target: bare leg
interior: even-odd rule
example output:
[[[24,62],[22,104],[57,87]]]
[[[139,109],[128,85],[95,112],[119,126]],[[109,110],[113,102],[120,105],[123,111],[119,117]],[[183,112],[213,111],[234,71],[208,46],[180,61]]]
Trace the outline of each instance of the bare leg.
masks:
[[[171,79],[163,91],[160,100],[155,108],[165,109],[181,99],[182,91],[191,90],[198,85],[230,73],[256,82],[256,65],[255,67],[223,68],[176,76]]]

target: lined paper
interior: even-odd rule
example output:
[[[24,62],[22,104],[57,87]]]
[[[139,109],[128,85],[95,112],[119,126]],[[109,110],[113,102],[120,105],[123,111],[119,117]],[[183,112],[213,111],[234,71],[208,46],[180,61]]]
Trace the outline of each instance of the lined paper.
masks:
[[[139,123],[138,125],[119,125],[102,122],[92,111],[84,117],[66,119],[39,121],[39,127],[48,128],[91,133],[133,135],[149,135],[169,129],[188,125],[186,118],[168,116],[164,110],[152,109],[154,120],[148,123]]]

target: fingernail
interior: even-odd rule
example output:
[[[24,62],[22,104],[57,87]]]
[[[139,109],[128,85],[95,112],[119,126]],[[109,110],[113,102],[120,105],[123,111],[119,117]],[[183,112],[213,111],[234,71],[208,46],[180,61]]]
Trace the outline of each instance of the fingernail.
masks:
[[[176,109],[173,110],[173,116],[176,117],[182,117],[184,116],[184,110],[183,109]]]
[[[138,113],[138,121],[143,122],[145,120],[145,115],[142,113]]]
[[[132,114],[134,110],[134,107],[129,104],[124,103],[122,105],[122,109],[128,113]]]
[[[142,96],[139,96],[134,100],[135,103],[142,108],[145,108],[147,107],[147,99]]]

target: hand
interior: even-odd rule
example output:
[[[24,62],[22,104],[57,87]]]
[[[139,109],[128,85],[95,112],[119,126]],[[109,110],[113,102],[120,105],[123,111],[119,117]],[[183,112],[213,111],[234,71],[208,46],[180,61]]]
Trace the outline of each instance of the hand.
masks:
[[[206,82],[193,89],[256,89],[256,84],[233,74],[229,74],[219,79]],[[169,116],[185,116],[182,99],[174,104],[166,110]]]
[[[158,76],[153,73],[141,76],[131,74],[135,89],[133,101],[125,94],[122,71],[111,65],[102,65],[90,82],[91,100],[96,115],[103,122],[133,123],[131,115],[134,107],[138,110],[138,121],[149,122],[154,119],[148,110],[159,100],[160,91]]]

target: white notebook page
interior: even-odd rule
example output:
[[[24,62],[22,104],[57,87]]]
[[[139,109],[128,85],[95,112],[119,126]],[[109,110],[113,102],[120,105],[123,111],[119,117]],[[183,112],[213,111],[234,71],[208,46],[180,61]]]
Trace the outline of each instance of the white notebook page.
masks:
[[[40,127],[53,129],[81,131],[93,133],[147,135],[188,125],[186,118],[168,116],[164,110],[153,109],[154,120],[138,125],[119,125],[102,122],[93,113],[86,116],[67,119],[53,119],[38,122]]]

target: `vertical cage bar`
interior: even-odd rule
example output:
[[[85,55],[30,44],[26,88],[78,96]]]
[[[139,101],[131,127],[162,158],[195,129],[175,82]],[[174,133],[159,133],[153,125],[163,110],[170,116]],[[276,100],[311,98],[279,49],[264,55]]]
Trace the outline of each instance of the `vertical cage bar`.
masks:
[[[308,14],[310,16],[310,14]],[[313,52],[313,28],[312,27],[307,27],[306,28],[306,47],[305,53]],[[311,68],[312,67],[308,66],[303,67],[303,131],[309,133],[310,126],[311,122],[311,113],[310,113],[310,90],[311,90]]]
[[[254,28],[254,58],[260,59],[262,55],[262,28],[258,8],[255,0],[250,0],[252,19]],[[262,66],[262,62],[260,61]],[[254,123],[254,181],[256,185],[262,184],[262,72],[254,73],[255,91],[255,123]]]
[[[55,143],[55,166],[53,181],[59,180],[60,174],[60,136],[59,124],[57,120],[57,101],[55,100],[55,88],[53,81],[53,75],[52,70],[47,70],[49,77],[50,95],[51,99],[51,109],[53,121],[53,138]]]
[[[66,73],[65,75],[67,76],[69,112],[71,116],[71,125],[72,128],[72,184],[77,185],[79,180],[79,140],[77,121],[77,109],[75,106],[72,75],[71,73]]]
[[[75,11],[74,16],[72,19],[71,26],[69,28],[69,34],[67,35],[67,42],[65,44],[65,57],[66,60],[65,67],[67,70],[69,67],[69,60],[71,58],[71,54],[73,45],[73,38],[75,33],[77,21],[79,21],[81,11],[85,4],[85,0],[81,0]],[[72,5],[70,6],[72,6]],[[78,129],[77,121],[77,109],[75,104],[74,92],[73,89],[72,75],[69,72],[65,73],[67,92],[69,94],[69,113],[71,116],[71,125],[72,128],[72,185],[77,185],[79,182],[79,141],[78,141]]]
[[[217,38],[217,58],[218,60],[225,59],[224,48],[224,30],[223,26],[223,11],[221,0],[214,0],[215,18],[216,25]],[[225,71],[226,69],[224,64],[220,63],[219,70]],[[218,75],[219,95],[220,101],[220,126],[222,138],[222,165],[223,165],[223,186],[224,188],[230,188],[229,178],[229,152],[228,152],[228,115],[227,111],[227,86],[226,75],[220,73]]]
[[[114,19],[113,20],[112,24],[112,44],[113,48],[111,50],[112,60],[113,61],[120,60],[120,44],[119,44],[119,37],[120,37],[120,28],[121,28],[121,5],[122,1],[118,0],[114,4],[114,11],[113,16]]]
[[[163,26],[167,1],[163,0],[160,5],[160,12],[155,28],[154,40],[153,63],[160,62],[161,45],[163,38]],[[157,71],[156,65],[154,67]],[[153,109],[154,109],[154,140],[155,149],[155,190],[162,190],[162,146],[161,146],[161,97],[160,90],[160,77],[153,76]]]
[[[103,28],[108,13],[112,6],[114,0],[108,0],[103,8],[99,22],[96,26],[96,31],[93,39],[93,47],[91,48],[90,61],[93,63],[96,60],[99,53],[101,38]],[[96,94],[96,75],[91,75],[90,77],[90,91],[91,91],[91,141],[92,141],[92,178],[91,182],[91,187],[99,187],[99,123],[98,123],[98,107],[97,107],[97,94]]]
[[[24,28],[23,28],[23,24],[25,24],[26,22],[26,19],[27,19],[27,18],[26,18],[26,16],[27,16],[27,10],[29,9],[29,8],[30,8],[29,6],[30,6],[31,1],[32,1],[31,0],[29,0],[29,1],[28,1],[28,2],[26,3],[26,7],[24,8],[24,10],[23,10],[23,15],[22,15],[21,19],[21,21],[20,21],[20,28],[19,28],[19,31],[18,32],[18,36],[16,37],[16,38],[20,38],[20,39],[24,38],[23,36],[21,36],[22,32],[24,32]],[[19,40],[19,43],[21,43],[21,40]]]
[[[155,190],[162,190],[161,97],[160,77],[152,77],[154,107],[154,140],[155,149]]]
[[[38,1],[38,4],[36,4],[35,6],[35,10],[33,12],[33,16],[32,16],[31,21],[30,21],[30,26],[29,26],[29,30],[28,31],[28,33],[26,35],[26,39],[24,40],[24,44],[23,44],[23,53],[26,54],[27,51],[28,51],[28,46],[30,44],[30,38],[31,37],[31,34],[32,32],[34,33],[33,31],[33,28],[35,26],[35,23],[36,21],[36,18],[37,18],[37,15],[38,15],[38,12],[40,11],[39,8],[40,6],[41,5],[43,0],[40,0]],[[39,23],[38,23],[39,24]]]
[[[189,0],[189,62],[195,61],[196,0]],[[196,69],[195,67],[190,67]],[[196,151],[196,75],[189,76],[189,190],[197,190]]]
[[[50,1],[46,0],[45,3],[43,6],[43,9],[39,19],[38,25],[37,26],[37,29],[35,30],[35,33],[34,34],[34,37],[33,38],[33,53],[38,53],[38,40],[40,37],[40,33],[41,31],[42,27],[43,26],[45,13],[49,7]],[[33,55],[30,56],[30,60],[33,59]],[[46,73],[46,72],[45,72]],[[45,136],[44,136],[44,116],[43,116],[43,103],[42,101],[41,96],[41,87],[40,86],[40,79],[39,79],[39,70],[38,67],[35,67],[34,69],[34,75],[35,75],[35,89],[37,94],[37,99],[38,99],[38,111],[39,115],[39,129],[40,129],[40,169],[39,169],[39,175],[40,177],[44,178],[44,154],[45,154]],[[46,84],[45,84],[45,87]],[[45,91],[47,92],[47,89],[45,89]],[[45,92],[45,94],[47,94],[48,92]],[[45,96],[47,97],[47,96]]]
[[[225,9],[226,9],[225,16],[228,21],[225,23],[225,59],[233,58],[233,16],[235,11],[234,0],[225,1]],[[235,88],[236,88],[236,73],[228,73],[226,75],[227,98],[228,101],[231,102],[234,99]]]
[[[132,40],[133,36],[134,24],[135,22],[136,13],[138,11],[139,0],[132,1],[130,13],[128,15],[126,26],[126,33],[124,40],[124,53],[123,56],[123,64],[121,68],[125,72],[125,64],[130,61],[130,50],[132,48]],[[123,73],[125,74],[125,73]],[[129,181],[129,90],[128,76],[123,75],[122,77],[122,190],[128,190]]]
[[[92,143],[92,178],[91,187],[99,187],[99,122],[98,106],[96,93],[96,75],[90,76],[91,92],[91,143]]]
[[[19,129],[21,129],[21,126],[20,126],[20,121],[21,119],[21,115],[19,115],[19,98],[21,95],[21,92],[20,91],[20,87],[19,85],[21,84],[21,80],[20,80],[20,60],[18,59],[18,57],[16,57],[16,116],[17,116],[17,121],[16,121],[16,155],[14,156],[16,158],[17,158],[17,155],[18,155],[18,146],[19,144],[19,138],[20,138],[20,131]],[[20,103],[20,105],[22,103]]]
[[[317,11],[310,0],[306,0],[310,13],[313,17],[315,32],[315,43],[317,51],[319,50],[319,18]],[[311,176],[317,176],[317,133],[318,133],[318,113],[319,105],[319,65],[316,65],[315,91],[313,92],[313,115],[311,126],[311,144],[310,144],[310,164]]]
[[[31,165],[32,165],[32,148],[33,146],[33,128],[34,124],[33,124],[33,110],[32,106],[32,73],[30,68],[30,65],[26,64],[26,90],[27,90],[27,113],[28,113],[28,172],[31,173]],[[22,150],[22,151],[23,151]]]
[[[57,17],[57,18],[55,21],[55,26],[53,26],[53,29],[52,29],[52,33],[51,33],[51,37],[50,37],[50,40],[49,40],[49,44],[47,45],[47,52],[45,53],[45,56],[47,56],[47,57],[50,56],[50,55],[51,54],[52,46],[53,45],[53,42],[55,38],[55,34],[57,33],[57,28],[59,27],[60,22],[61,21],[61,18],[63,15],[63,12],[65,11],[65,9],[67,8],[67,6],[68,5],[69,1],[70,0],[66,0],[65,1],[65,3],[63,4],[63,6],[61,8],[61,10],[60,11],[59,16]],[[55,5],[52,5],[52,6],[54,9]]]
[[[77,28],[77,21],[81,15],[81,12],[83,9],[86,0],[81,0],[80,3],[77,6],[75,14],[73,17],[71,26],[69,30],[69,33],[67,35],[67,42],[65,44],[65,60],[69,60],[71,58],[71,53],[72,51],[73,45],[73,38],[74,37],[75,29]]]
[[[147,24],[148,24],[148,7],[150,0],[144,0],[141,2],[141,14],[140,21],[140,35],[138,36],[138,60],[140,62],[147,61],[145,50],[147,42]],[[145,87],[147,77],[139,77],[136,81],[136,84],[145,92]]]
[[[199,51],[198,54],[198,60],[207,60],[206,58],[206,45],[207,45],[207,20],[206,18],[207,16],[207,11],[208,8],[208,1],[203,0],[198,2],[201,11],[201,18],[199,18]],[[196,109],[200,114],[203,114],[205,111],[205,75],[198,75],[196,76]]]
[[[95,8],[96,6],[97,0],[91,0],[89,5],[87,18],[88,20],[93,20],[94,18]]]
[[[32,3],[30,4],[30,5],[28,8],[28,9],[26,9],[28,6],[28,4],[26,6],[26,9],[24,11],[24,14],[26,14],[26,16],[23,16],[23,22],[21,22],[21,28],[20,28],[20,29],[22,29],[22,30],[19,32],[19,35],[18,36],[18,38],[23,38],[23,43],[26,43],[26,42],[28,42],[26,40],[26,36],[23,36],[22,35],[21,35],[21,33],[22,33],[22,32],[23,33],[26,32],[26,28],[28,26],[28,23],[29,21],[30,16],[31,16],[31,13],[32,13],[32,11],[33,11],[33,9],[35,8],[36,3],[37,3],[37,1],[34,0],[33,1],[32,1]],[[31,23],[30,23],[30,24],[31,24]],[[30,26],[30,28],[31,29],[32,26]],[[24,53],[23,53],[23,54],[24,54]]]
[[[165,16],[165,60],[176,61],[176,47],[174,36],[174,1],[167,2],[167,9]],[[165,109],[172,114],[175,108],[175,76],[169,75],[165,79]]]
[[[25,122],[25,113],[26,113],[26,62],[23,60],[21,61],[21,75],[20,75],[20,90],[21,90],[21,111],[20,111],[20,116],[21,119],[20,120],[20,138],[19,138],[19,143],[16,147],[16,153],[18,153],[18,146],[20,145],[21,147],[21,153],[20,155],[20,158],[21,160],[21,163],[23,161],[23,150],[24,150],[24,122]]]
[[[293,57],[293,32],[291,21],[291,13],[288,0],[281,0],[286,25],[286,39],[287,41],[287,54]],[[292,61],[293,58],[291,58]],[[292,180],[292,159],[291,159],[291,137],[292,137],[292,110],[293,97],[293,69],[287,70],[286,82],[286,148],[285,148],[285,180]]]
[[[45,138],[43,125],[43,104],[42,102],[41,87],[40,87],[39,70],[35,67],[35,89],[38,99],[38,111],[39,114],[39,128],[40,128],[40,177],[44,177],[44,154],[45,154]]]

◆ ◆ ◆ ◆

### Your objective
Please show every line in the records above that contains the string "target".

### Answer
target: bare leg
target: lined paper
target: fingernail
target: hand
target: white notebook page
target: `vertical cage bar`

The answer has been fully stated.